**Given problem:**
Count the lines in the records below that contain the string "sidewalk". Give only the number.

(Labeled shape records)
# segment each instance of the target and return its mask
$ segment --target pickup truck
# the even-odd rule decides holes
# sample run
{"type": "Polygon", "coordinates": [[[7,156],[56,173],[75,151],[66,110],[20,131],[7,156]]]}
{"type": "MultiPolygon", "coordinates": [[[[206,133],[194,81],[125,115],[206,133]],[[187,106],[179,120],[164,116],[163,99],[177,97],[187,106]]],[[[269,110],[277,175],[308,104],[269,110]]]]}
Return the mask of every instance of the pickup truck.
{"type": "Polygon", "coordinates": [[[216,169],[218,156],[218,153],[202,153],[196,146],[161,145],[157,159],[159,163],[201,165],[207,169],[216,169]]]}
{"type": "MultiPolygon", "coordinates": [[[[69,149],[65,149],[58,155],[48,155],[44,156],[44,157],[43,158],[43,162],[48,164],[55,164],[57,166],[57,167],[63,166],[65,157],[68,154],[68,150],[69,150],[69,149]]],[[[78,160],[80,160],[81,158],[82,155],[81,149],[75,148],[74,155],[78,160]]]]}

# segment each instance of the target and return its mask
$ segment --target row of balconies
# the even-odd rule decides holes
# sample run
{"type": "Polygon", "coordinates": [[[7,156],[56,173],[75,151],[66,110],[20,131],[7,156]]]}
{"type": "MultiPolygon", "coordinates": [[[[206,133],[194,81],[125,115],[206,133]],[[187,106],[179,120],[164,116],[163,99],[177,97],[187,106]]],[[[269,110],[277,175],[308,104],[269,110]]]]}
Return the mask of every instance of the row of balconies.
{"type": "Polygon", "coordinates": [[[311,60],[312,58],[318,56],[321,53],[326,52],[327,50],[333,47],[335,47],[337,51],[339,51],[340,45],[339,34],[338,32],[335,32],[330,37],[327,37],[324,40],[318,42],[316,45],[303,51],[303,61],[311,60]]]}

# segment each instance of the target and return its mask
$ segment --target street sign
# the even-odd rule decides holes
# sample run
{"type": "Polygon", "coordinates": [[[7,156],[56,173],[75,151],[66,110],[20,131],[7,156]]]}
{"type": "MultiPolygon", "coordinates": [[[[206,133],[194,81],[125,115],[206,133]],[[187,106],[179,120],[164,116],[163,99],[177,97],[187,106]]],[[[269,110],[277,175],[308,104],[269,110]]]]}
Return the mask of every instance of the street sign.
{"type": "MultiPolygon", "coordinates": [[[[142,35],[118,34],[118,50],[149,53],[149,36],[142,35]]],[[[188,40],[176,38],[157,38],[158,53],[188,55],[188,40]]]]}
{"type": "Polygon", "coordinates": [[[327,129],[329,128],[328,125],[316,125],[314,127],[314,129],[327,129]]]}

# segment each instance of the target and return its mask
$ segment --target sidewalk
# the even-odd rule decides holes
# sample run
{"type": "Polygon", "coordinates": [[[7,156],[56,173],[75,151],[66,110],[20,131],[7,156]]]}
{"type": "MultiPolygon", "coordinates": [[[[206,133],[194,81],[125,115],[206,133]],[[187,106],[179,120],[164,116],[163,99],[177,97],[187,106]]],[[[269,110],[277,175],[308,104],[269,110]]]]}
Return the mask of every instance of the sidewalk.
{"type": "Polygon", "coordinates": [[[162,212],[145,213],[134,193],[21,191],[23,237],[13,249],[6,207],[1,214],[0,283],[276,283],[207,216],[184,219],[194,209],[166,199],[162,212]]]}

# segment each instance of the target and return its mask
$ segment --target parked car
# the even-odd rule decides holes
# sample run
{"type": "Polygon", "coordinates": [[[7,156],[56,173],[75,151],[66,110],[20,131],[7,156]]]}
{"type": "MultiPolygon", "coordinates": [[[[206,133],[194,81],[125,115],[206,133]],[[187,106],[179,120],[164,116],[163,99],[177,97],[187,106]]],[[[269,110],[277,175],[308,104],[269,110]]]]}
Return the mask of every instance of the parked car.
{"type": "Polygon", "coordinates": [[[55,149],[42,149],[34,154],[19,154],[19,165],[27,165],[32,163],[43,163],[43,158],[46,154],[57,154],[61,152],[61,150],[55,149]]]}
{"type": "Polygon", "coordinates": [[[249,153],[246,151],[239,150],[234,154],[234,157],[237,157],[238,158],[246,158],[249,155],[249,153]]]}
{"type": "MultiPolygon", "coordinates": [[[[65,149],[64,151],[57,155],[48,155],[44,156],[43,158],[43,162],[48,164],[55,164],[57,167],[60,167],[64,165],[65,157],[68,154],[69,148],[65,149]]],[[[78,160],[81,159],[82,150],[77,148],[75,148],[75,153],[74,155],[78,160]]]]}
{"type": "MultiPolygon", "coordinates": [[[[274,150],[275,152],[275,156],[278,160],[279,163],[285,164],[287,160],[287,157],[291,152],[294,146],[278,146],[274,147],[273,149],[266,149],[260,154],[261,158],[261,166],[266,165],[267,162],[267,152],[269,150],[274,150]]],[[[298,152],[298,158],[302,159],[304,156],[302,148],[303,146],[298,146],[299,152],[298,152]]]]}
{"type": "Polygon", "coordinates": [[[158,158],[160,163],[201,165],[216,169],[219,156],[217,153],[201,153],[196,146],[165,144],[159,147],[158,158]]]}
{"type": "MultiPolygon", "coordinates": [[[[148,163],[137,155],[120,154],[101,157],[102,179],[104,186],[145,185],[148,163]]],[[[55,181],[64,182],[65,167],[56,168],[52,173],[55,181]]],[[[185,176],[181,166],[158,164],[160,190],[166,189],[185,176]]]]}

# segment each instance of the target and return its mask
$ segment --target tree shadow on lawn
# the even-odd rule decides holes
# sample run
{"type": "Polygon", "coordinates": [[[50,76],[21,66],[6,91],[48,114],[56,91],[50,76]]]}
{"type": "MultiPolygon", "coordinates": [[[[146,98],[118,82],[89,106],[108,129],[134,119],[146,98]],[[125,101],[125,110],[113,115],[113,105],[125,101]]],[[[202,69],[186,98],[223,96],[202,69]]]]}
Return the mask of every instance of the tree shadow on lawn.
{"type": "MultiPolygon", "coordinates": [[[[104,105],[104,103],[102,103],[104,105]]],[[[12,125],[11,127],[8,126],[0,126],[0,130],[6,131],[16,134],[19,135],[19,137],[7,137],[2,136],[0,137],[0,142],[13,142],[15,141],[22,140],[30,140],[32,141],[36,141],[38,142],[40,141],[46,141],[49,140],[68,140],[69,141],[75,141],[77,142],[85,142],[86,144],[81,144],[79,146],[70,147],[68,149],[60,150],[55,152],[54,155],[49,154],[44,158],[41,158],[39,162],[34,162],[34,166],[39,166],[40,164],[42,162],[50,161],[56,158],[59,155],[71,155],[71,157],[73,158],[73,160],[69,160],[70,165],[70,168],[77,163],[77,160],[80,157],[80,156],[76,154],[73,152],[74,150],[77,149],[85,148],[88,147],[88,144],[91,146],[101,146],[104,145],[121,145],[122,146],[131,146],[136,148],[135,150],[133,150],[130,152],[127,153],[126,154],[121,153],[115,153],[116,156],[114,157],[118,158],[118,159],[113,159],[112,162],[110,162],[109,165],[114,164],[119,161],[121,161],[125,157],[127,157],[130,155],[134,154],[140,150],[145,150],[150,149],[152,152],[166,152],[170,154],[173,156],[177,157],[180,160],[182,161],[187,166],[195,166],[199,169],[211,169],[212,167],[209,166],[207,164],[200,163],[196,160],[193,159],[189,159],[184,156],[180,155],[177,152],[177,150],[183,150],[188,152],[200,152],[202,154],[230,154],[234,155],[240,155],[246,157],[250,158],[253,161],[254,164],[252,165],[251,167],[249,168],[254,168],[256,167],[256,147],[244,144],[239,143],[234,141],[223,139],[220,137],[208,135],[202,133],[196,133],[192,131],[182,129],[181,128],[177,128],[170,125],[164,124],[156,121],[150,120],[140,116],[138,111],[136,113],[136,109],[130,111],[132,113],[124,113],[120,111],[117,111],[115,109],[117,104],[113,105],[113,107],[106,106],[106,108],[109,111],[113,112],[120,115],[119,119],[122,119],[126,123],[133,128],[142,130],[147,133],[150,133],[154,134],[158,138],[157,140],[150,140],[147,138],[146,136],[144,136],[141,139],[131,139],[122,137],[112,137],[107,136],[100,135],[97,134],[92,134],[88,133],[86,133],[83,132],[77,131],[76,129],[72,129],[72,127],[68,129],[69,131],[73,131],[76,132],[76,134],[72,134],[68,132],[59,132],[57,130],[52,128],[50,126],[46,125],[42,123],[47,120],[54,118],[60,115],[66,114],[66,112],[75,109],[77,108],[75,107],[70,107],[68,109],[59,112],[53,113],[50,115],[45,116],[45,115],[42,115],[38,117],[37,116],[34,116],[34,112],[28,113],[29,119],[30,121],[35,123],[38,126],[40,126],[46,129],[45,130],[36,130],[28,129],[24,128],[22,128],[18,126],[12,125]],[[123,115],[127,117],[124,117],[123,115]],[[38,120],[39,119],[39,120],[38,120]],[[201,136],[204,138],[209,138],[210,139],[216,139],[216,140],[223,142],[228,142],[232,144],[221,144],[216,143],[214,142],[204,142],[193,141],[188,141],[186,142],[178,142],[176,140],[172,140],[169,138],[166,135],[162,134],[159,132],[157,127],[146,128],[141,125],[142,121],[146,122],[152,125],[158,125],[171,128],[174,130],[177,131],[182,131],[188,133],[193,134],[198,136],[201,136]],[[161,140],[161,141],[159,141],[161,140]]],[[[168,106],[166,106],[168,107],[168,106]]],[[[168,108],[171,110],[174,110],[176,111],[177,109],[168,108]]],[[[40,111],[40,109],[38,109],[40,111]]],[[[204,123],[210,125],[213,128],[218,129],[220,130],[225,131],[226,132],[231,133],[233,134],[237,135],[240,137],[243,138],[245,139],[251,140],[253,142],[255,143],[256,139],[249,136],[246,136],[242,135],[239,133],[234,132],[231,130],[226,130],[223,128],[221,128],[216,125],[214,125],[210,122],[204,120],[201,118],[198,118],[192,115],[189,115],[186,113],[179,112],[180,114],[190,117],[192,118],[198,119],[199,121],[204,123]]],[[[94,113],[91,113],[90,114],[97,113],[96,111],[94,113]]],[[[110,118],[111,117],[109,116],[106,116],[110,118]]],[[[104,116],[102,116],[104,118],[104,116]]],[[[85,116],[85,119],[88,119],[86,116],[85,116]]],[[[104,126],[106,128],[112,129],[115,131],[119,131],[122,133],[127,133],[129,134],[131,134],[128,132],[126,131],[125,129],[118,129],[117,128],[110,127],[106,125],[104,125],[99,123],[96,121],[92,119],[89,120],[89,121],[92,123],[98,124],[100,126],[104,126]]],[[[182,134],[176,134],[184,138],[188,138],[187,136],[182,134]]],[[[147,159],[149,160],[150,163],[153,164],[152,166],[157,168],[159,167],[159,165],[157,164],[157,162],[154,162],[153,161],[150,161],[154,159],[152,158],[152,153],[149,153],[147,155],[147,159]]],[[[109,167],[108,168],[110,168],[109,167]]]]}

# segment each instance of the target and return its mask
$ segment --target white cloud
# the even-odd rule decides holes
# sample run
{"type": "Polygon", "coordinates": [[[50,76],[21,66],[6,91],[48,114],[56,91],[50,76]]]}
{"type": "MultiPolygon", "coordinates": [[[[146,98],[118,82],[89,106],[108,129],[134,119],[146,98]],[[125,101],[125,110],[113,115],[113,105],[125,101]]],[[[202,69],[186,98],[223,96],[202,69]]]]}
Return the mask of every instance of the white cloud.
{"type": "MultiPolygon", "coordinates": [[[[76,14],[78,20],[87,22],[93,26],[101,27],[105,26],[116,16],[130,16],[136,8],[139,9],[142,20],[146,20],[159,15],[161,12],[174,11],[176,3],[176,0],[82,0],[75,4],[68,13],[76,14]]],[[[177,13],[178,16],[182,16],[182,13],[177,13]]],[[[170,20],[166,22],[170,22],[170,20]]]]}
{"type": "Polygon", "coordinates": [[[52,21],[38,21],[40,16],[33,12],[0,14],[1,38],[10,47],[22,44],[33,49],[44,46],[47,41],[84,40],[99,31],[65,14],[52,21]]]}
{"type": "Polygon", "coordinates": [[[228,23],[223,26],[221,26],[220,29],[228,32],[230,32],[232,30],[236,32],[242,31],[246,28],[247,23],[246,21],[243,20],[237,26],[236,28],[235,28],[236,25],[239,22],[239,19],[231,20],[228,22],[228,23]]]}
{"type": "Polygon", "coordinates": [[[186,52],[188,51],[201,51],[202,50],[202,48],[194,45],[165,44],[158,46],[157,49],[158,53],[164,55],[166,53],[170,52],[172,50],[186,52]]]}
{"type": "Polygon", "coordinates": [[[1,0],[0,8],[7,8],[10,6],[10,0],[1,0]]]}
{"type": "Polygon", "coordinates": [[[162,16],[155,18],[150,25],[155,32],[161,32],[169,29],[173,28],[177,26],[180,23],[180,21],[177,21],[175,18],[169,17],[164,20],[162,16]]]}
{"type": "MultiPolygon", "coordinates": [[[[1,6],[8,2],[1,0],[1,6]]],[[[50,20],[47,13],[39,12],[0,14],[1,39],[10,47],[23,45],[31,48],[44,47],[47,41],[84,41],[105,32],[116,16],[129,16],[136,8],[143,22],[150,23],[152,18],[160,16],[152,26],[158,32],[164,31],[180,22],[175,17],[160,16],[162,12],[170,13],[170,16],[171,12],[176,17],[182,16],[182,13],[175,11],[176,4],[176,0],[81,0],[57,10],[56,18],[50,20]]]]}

**Result of this exercise:**
2